■ **What you have to do**: Below are entries to be transcribed exactly; exclude the pictures from the copy.

■ **Data excerpts**:

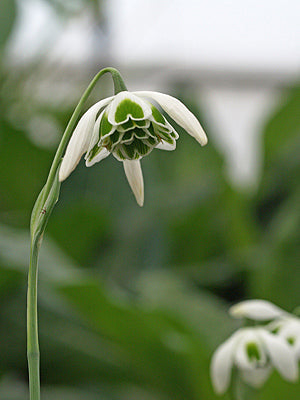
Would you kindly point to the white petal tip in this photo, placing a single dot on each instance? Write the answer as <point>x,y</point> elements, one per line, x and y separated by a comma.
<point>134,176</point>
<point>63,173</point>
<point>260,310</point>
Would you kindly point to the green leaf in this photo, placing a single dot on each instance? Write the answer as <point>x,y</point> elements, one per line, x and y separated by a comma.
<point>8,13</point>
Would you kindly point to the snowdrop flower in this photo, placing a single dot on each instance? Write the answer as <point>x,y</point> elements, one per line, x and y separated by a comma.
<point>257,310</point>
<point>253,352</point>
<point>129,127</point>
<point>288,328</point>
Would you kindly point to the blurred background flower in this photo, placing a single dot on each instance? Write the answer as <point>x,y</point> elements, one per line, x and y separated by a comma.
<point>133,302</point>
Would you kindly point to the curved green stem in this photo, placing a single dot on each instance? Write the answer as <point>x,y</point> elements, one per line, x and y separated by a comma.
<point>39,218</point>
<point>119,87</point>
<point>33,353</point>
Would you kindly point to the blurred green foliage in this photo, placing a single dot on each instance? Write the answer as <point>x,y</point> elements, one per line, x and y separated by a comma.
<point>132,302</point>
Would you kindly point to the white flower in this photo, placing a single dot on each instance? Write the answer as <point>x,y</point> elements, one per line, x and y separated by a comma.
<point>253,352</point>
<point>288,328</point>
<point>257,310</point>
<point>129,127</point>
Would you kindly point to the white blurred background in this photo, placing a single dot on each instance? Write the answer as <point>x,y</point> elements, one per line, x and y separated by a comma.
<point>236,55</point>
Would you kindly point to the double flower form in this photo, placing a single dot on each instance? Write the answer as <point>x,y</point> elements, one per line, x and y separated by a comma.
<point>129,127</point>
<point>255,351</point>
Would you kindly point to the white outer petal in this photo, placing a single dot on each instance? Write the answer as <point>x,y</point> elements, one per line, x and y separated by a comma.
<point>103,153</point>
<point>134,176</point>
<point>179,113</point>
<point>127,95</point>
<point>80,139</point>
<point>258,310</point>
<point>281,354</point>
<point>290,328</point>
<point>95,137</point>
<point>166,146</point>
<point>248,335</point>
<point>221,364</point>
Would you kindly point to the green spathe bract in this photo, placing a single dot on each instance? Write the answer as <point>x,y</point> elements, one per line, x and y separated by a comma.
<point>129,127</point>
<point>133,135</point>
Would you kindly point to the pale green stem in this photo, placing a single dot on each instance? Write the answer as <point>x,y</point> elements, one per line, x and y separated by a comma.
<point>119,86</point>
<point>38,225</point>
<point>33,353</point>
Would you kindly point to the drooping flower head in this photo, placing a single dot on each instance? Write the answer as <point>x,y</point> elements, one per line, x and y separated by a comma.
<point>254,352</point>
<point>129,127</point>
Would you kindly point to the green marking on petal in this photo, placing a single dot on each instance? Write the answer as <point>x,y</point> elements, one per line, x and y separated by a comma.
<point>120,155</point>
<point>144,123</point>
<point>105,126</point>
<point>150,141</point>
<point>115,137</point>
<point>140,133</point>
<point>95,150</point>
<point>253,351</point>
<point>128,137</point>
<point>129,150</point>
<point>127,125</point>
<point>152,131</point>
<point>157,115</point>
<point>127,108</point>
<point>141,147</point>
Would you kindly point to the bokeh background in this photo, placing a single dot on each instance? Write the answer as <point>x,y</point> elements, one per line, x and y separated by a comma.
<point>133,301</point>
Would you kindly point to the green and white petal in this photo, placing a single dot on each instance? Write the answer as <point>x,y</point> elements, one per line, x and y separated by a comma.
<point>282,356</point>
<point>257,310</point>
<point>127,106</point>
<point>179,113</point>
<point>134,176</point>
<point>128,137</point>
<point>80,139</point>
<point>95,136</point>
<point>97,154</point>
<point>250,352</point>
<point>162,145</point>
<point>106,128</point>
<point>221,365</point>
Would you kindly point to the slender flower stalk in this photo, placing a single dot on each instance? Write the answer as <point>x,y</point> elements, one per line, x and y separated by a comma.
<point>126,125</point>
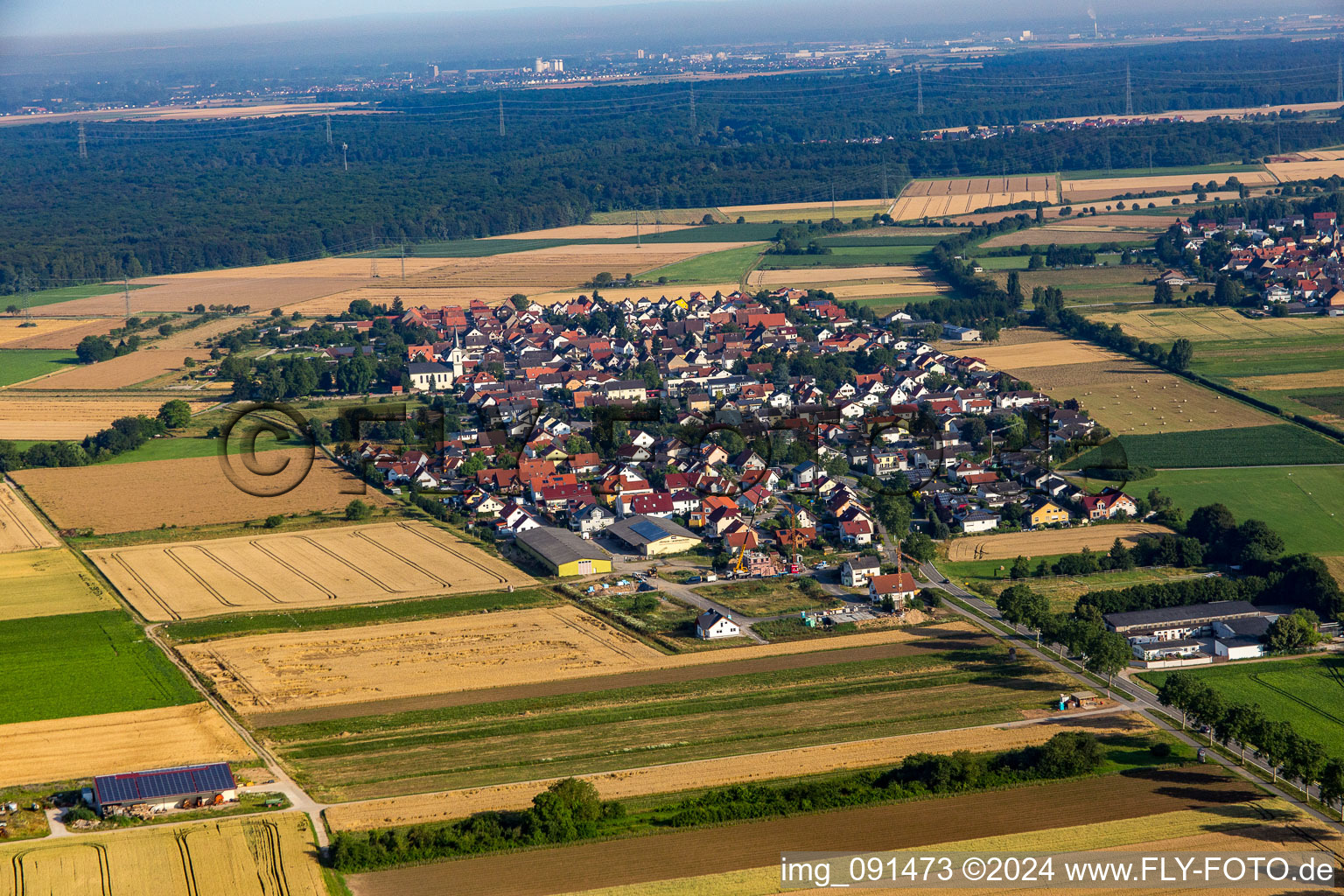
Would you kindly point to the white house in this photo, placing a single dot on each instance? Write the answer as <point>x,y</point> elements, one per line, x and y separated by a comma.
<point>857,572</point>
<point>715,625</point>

■ **Expected answer**:
Would you kindly point to the white petal tip in this photo, placing a single dot on each instance? Write the answer as <point>x,y</point> elements, one per line, x and y separated by a comma.
<point>134,176</point>
<point>63,173</point>
<point>260,310</point>
Would you kindly point to the green leaf in this photo, placing a single dot on each instance? Write the answer as <point>x,y</point> elements, one per line, x and y separated by a comma.
<point>8,13</point>
Would you kindly point to the snowdrop flower in this photo, placing a single dot on each instance? Write the answer as <point>x,y</point> elements, one per line, x and y separated by a comma.
<point>257,310</point>
<point>253,352</point>
<point>129,127</point>
<point>288,328</point>
Would you kindly point to the blurred background flower in this photo, placing a single dot on each instance? Write the answer as <point>x,y</point> elements, one per line, x and y separated by a comma.
<point>133,302</point>
Would you kindly point to the curved green stem in this photo, placing a single dot on each instance? Write the answer as <point>x,y</point> elements, one per line, x and y separated by a comma.
<point>39,218</point>
<point>119,87</point>
<point>33,353</point>
Would you kindly point to the blurred green foliage in this photo, placing a single dot on each instance? Write the answer as <point>x,y</point> elements, one per line, x and y separated by a comma.
<point>132,302</point>
Would you kindly point to the white flower in this photo, placing a single dot on each instance? Write the answer as <point>x,y</point> elements, one per line, x and y separated by a comma.
<point>253,352</point>
<point>288,328</point>
<point>257,310</point>
<point>129,127</point>
Would you kindly point to the white blurred background in this photo, placing a single dot on each instance? Write the answer as <point>x,y</point> elements, one per line, x and y separated by a comma.
<point>236,55</point>
Would you kindly point to the double flower form in this photo, placing a single dot on each instance? Write the answer as <point>x,y</point> elements, one per line, x and y separated by a comma.
<point>129,127</point>
<point>255,351</point>
Would you kindly point to the white outer petal in this photo, placing a single dot on each instance? Write the answer as <point>x,y</point> elements, one per line, x and y separated by a comma.
<point>103,153</point>
<point>134,176</point>
<point>179,113</point>
<point>127,95</point>
<point>80,139</point>
<point>258,310</point>
<point>281,354</point>
<point>290,328</point>
<point>95,137</point>
<point>166,146</point>
<point>248,335</point>
<point>221,364</point>
Would you kindly point to the green spathe bract in this photo, placing a single dot on each instance? Write the answer as <point>x,y</point> elements, one per line, x and y separated by a comma.
<point>129,127</point>
<point>133,135</point>
Would you kindly point to the pale green stem in this photo, placing a single dot on each instance? Write the answer as <point>x,y</point> elements, one per line, x and y separated by a comma.
<point>119,86</point>
<point>38,225</point>
<point>33,353</point>
Would you kindly point to the drooping flower head in this photo, placing a single dot on each instance? Write the answer as <point>x,y</point> elements, one per line, x and y separated by a comma.
<point>254,352</point>
<point>129,127</point>
Would you kindly point to the green marking on petal in this photo, placing a single dot on each instance? Write the answer as <point>x,y</point> elements, one per line, x and y separated by a comma.
<point>120,155</point>
<point>144,123</point>
<point>105,126</point>
<point>150,141</point>
<point>115,137</point>
<point>140,133</point>
<point>95,150</point>
<point>253,351</point>
<point>128,137</point>
<point>129,150</point>
<point>127,125</point>
<point>152,131</point>
<point>157,115</point>
<point>127,108</point>
<point>141,147</point>
Would you kindly point to the bokeh background in this photo, placing a single dot on each instance? Write the answer as <point>x,y</point> elements, one per line, x and y separated by a comma.
<point>133,301</point>
Would you kindly point to the green and white petal in this photo, placing a single dot on each instance? Write the answer as <point>x,y</point> elements, one per line, x and y separated by a comma.
<point>282,356</point>
<point>257,310</point>
<point>127,106</point>
<point>179,113</point>
<point>134,176</point>
<point>128,137</point>
<point>80,139</point>
<point>95,136</point>
<point>97,154</point>
<point>250,352</point>
<point>162,145</point>
<point>106,128</point>
<point>221,365</point>
Would you kindly point to the slender flower stalk in this photo, placing a single dot on each instance? Write the answer as <point>x,y</point> elements, one per line, x and y separated by a comma.
<point>126,125</point>
Would you kindly point to the white house in this photo, placing a single dot on each instance? Write the answer as <point>x,y</point> elements, one per line, x and y separated by a comma.
<point>857,572</point>
<point>715,625</point>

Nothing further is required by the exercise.